| The records |
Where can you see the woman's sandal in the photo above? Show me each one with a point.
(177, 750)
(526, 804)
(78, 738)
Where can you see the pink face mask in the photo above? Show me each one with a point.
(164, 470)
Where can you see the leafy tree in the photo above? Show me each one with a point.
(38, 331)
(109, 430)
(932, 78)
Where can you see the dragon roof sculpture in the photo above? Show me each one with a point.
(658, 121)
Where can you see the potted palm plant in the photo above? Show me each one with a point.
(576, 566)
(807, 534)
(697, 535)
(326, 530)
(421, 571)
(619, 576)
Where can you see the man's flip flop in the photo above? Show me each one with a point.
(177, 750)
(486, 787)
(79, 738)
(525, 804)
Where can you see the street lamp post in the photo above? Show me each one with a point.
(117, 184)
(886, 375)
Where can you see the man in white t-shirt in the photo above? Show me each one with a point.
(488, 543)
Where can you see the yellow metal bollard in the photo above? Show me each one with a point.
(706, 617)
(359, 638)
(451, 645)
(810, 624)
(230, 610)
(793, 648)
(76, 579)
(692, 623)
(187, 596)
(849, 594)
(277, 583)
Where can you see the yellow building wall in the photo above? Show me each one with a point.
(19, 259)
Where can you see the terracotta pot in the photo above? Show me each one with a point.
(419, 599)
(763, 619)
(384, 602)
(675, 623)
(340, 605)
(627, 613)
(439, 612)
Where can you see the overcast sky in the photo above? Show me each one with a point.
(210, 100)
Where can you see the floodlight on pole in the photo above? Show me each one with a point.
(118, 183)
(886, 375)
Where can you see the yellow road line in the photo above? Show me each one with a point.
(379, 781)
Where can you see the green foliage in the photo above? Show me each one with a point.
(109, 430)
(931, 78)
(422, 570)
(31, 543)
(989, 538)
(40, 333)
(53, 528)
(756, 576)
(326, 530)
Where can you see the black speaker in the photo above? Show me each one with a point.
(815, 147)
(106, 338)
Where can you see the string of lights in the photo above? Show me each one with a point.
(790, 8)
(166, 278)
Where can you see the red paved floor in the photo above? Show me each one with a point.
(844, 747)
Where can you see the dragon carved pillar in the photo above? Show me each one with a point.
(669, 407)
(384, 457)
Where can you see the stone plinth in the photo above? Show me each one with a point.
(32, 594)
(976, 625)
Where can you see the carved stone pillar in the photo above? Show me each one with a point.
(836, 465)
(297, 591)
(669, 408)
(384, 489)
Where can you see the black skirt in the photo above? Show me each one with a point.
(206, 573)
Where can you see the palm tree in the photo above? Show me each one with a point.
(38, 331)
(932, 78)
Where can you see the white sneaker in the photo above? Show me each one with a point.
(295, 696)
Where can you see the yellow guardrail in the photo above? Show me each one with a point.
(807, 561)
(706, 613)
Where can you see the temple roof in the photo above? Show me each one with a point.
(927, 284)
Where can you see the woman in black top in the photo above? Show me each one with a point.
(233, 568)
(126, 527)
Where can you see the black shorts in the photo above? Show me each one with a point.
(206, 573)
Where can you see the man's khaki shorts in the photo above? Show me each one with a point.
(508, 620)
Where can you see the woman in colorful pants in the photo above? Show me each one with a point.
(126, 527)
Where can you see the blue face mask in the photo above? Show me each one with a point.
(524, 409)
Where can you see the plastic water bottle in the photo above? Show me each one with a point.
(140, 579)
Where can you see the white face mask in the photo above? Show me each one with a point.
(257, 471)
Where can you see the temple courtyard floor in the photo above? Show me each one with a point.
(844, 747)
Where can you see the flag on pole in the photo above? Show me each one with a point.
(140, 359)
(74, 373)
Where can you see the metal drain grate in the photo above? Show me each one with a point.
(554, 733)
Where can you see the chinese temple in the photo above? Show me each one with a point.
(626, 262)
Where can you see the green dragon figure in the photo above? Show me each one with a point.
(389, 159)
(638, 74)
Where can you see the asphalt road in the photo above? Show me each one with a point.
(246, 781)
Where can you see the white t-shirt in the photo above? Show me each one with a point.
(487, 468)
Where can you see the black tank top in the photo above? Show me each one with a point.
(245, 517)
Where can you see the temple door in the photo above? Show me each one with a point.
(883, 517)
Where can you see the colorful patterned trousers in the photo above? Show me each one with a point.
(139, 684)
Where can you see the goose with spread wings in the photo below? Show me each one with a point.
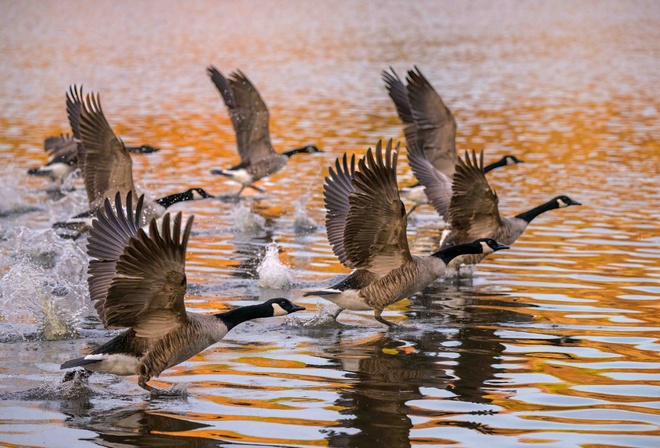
(474, 211)
(138, 282)
(431, 126)
(366, 224)
(63, 149)
(108, 169)
(249, 116)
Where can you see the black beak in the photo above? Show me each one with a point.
(296, 308)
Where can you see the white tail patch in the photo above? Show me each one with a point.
(116, 363)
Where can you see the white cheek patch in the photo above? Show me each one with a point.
(242, 176)
(278, 310)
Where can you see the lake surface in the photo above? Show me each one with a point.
(552, 343)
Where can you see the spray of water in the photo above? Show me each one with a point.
(43, 292)
(272, 273)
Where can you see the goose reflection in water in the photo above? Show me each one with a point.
(389, 370)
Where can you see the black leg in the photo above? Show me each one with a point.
(380, 319)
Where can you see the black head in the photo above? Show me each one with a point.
(282, 307)
(564, 201)
(198, 193)
(489, 245)
(311, 149)
(144, 149)
(511, 160)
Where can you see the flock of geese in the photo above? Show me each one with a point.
(136, 273)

| Your instructions |
Write out once more the lines above beginning at the line with "Where can you see the lake"; continue through the final line and stop there.

| Solution to this exercise |
Where can you see the lake surface in the photo above? Show me each one with a point.
(552, 343)
Where can you see the spray of water in the photo above? Show me each one with a point.
(43, 292)
(272, 273)
Where can you see the goose reflection in water in the photo above? Show me each one with a point.
(389, 370)
Where can you see the black leg in the photo above? Show me each one with a point.
(380, 319)
Where can you see the black head in the photo above? Show me each one with a point.
(282, 307)
(564, 201)
(198, 193)
(489, 245)
(311, 149)
(144, 149)
(511, 160)
Where can you see the flock of geese in the photo above? Show me each one with a point.
(136, 273)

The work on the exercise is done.